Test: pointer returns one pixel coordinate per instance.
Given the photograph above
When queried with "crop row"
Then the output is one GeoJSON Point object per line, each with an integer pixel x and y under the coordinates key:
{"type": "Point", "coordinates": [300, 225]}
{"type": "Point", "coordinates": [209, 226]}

▶ _Work to do_: Reproduce every line of the records above without altering a single character.

▶ _Written solution_:
Test: pointer returns one pixel coordinate per instance.
Given the photograph above
When queried with "crop row"
Then the output is one GeoJSON Point object per line, each with an integer pixel x and y under the coordinates key:
{"type": "Point", "coordinates": [300, 225]}
{"type": "Point", "coordinates": [209, 226]}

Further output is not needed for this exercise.